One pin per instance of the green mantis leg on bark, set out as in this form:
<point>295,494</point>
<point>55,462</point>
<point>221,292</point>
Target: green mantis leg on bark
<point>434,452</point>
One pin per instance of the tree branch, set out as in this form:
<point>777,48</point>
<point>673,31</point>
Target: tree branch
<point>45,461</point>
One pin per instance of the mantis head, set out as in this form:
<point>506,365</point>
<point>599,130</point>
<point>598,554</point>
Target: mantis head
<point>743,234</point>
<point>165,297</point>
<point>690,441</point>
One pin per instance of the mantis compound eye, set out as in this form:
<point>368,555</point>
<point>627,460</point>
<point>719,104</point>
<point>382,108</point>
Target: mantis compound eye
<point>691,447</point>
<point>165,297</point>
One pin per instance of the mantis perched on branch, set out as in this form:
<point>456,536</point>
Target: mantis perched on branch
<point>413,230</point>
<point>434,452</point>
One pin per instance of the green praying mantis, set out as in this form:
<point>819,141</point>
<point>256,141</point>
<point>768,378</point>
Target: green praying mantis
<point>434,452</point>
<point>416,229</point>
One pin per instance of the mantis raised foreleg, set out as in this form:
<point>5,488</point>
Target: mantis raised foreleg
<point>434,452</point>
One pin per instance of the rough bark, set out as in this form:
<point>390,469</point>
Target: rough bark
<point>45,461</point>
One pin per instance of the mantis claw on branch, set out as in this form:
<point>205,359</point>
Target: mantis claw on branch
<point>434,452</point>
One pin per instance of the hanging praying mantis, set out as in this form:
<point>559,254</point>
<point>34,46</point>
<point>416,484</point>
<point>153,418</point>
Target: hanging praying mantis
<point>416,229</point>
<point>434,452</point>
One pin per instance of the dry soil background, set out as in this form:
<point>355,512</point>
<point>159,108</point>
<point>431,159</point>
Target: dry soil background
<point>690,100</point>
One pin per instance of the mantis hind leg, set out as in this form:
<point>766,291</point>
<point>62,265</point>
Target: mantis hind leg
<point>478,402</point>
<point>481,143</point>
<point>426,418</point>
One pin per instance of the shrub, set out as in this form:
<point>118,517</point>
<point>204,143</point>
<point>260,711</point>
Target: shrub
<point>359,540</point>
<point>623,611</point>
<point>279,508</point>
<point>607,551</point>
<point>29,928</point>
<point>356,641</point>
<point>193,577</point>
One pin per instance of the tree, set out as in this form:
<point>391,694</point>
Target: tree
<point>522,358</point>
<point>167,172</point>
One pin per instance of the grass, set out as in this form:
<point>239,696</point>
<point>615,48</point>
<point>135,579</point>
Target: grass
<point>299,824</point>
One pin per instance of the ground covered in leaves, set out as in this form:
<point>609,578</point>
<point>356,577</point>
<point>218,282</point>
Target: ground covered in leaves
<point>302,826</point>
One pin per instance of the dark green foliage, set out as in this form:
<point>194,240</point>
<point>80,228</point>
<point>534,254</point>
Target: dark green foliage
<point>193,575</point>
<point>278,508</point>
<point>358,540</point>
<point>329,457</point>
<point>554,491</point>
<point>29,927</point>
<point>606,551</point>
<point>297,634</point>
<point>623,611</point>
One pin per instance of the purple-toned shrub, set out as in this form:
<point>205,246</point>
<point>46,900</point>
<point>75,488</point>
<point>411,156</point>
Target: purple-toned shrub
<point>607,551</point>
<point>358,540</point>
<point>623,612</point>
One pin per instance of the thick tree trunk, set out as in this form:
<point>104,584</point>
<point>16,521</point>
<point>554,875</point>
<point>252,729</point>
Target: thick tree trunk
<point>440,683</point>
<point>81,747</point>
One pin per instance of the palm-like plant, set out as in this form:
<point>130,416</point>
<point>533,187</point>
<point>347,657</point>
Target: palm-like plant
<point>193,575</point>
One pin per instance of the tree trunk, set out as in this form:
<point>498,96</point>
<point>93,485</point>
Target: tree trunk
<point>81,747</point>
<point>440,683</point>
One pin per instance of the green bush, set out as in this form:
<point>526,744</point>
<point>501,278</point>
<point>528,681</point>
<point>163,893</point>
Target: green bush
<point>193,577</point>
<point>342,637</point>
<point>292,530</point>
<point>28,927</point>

┄┄┄┄┄┄

WHAT IS EXPECTED –
Reproduce all of the items above, swapping every occurrence of "pin" for "marker" and leaving everything else unchanged.

REPLY TO THE TASK –
One marker per instance of the green mantis leg on bark, set out as in this form:
<point>295,494</point>
<point>55,462</point>
<point>221,292</point>
Target: green mantis leg on bark
<point>434,452</point>
One marker per instance of the tree branch, set out as in this form:
<point>777,48</point>
<point>673,31</point>
Target: tree branch
<point>45,461</point>
One marker per instance of the mantis head, set out as in this form:
<point>506,365</point>
<point>599,130</point>
<point>598,554</point>
Target: mantis head
<point>743,234</point>
<point>165,297</point>
<point>690,441</point>
One marker per instance of the mantis compound eye, set out as in this form:
<point>368,555</point>
<point>627,460</point>
<point>719,104</point>
<point>382,108</point>
Target: mantis compound eye
<point>691,447</point>
<point>165,297</point>
One marker per instance of the mantis perched on branch, set out as in this form:
<point>456,536</point>
Target: mantis perched on branch
<point>413,230</point>
<point>434,452</point>
One marker per instance of the green praying mantis, set out as in this form:
<point>819,141</point>
<point>256,141</point>
<point>768,378</point>
Target: green praying mantis
<point>434,452</point>
<point>416,229</point>
One marker per instance of the mantis raised foreleg, set out as in this form:
<point>5,488</point>
Target: mantis raised foreleg
<point>434,452</point>
One marker per instance of the rough bark, set out as in this form:
<point>390,469</point>
Target: rough bark
<point>45,461</point>
One marker per instance of the mantis claw on branch, set out as in this form:
<point>205,359</point>
Target: mantis claw on branch
<point>434,452</point>
One marker per instance of the hanging praying mantis, set out as in this form:
<point>559,254</point>
<point>34,46</point>
<point>416,484</point>
<point>153,418</point>
Target: hanging praying mantis
<point>416,229</point>
<point>434,452</point>
One marker per instance of the dry soil background, set out as in this form:
<point>355,512</point>
<point>159,108</point>
<point>431,159</point>
Target: dry soil background
<point>690,100</point>
One marker per instance of the mantis hind leg, set out as in this form:
<point>766,291</point>
<point>62,265</point>
Target: mantis hind leg
<point>478,402</point>
<point>481,143</point>
<point>426,418</point>
One marker per instance of the shrub, set out as in this form:
<point>118,517</point>
<point>204,143</point>
<point>260,711</point>
Target: shrub
<point>359,540</point>
<point>623,611</point>
<point>279,508</point>
<point>607,551</point>
<point>29,928</point>
<point>356,641</point>
<point>193,577</point>
One marker per instance of the tree, set out as in this form:
<point>391,694</point>
Target: tree
<point>522,358</point>
<point>167,172</point>
One marker per instance of the grass, set out as in this form:
<point>239,696</point>
<point>615,48</point>
<point>135,579</point>
Target: grass
<point>299,824</point>
One marker per instance of the ground covered in leaves, set out as in this form:
<point>609,578</point>
<point>356,577</point>
<point>218,282</point>
Target: ground covered in leaves
<point>302,826</point>
One marker per instance of the dark green foliage, set out as in this form:
<point>194,240</point>
<point>80,228</point>
<point>534,254</point>
Target: dark green foliage
<point>193,575</point>
<point>278,508</point>
<point>358,540</point>
<point>329,457</point>
<point>554,491</point>
<point>29,927</point>
<point>606,551</point>
<point>297,634</point>
<point>623,611</point>
One marker per instance of the purple-toned shrub, set out as in this form:
<point>205,246</point>
<point>46,900</point>
<point>75,488</point>
<point>411,156</point>
Target: purple-toned shrub
<point>607,551</point>
<point>358,540</point>
<point>623,612</point>
One marker per instance of the thick tree trunk, set out as in this form:
<point>104,584</point>
<point>16,521</point>
<point>554,875</point>
<point>252,729</point>
Target: thick tree trunk
<point>440,683</point>
<point>81,747</point>
One marker per instance of the palm-like plant, set out as in this form:
<point>130,416</point>
<point>533,187</point>
<point>347,657</point>
Target: palm-like plant
<point>193,575</point>
One marker per instance of the tree trunk, set out as in this form:
<point>498,96</point>
<point>93,485</point>
Target: tree trunk
<point>81,747</point>
<point>440,683</point>
One marker per instance of the green bush, set out as in this form:
<point>526,744</point>
<point>501,278</point>
<point>528,681</point>
<point>163,893</point>
Target: green bush
<point>193,577</point>
<point>342,637</point>
<point>292,530</point>
<point>28,927</point>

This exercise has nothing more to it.